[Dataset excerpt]
+---+
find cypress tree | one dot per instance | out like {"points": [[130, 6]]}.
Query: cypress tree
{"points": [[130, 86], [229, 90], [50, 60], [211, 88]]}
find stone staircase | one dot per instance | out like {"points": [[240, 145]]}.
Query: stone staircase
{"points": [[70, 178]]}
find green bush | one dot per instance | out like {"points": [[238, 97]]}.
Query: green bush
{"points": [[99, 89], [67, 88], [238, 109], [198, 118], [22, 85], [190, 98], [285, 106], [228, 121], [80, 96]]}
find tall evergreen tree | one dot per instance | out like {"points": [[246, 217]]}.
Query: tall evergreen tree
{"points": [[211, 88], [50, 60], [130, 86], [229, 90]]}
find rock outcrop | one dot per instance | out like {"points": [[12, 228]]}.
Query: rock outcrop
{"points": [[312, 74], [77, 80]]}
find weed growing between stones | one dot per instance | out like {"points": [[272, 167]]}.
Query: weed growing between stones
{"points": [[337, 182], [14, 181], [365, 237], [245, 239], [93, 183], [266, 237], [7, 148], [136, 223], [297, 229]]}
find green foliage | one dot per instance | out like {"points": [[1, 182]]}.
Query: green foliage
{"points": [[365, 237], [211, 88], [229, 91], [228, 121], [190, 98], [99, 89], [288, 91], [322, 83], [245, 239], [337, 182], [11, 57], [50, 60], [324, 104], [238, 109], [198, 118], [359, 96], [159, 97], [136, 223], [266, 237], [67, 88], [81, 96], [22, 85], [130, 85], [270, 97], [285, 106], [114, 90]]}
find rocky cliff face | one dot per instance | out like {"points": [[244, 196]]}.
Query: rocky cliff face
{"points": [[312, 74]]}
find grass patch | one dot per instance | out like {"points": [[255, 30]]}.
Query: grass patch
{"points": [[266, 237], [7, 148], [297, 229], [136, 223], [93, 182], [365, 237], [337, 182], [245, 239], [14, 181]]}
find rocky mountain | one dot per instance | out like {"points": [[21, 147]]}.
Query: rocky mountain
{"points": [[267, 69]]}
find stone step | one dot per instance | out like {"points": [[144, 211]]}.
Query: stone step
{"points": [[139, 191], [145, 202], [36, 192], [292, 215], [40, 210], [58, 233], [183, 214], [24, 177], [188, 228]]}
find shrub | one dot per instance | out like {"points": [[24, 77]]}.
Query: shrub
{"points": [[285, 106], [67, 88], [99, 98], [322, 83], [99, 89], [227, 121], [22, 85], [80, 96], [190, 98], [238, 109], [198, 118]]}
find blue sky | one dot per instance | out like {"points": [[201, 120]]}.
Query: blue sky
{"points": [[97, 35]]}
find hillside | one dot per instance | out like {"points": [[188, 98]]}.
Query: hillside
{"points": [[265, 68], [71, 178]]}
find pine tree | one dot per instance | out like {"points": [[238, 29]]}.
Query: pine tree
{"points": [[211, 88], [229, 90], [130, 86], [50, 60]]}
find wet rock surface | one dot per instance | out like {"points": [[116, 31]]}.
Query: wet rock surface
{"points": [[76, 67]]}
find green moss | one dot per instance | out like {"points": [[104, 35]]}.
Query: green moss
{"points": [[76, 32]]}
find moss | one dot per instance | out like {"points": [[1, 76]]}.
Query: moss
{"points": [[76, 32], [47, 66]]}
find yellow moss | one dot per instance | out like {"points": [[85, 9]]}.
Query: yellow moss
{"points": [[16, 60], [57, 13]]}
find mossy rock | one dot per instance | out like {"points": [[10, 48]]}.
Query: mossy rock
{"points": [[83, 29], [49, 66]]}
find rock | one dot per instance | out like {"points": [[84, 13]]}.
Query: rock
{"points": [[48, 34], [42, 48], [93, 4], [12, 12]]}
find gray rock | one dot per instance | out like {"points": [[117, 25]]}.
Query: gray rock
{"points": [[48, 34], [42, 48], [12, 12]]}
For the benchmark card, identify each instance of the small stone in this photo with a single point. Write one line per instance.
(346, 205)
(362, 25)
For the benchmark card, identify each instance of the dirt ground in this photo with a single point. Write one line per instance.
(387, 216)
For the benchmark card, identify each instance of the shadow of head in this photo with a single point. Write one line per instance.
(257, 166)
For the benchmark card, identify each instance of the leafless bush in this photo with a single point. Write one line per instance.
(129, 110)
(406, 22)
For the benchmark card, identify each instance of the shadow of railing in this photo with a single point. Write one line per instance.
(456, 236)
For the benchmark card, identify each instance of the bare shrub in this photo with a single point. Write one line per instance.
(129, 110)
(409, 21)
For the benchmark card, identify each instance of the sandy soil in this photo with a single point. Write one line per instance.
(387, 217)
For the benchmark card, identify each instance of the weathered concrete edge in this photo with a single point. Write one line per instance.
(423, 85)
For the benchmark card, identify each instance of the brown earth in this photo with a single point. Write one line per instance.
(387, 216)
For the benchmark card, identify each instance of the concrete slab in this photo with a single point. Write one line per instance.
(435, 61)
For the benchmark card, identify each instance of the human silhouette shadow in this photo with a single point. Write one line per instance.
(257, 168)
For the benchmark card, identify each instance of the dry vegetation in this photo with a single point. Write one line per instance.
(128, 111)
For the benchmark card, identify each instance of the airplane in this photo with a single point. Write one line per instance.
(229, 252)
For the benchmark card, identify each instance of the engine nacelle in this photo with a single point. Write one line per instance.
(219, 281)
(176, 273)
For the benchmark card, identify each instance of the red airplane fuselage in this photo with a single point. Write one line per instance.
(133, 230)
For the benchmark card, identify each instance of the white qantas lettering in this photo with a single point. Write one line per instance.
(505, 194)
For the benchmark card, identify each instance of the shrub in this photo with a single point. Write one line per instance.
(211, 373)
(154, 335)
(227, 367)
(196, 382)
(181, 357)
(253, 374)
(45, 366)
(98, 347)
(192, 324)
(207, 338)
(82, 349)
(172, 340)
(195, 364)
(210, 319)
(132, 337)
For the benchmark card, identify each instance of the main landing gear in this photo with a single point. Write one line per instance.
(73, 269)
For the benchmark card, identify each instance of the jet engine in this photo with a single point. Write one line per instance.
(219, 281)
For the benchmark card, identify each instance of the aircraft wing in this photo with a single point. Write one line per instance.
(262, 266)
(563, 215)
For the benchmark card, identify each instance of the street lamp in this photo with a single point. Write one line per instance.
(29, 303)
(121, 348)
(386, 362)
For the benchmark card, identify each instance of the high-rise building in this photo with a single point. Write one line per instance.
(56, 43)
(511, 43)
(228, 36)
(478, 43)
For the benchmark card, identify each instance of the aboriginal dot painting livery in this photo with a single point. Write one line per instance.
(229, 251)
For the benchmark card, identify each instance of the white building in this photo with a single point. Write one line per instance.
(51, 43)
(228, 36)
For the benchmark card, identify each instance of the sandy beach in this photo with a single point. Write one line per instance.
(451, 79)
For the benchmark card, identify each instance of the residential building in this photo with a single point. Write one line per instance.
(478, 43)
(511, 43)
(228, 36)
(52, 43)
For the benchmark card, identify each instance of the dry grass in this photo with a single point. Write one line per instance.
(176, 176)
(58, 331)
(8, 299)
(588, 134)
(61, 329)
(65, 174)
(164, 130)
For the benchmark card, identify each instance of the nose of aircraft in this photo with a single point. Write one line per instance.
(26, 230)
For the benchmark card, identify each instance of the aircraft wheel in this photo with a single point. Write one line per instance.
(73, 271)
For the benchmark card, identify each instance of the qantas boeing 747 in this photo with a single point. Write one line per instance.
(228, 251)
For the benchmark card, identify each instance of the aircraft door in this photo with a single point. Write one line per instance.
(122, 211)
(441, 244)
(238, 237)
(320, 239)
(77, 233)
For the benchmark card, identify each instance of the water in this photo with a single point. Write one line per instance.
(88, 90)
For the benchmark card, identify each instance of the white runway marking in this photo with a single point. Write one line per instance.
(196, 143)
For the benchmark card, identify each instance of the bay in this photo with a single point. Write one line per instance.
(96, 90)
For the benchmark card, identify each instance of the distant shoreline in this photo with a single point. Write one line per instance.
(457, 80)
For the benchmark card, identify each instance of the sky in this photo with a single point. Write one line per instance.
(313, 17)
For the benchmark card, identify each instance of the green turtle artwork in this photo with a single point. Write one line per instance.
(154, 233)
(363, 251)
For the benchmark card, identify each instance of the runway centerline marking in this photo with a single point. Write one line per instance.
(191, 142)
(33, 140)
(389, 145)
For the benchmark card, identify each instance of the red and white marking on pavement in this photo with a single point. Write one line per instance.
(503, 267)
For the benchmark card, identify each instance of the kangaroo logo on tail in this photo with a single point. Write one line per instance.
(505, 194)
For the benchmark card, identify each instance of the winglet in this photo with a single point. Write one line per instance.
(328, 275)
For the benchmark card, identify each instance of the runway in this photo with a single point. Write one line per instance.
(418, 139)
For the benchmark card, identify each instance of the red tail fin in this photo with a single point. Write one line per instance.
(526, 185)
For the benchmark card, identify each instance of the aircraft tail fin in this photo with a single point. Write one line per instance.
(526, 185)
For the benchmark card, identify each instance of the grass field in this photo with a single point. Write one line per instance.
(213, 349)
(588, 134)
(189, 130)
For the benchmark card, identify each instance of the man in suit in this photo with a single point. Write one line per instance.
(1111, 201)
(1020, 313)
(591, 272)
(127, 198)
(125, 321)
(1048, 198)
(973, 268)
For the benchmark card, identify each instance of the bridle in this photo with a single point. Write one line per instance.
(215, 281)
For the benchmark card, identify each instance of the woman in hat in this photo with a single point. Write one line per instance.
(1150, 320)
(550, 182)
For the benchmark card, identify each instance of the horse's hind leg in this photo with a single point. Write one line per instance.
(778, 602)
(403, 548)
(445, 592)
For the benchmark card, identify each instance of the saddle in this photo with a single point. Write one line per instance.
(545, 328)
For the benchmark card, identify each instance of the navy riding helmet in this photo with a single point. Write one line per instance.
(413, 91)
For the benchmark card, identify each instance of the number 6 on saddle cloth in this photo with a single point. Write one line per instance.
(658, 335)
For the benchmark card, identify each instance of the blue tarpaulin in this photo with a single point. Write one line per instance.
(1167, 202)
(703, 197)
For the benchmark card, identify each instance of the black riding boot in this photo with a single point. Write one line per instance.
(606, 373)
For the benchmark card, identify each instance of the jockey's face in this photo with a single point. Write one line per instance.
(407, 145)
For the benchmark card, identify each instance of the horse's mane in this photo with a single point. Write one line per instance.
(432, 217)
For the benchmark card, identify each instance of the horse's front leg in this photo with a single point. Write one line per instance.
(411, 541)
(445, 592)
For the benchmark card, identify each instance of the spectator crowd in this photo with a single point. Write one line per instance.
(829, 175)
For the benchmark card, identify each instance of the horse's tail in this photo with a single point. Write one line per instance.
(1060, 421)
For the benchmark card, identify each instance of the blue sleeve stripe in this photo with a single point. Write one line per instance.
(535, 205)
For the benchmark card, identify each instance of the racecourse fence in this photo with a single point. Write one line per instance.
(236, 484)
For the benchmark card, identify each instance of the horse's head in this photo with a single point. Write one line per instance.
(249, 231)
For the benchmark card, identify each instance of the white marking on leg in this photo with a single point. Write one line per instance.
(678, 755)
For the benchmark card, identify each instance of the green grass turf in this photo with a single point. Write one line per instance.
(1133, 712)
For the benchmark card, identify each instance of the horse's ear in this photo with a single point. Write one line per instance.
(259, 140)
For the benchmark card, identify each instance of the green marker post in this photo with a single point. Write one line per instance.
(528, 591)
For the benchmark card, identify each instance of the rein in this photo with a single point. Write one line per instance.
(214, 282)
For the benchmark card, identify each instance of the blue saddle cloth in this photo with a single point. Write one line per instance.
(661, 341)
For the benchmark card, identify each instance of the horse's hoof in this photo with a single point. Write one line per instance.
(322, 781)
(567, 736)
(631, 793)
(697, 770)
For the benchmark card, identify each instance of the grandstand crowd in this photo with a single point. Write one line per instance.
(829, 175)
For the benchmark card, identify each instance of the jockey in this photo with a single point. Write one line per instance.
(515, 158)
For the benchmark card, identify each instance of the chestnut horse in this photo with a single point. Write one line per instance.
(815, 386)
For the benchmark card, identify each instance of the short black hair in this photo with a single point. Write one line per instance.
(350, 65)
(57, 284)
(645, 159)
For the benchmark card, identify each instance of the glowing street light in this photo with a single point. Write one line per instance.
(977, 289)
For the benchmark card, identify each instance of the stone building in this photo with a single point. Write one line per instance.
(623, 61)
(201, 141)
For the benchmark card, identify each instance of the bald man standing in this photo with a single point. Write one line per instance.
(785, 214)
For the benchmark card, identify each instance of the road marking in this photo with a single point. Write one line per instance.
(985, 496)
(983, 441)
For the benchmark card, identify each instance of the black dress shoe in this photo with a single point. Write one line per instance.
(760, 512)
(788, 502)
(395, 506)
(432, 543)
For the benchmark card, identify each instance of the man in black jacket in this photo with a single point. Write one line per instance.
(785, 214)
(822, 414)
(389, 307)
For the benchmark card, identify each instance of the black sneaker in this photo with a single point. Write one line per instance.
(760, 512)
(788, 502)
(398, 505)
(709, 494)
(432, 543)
+---+
◆ Task directions ◆
Render the portion of the records that starts at the line containing "the black sneaker" and continues through the end of the records as a JSON list of strings, one string for each line and with any blank lines omitted.

◆ Expected answer ◆
[
  "For the benchmark card, identify each instance of the black sneaker in this photo with a single point. Write one line per instance.",
  "(760, 512)",
  "(788, 502)",
  "(398, 505)",
  "(709, 494)",
  "(432, 543)"
]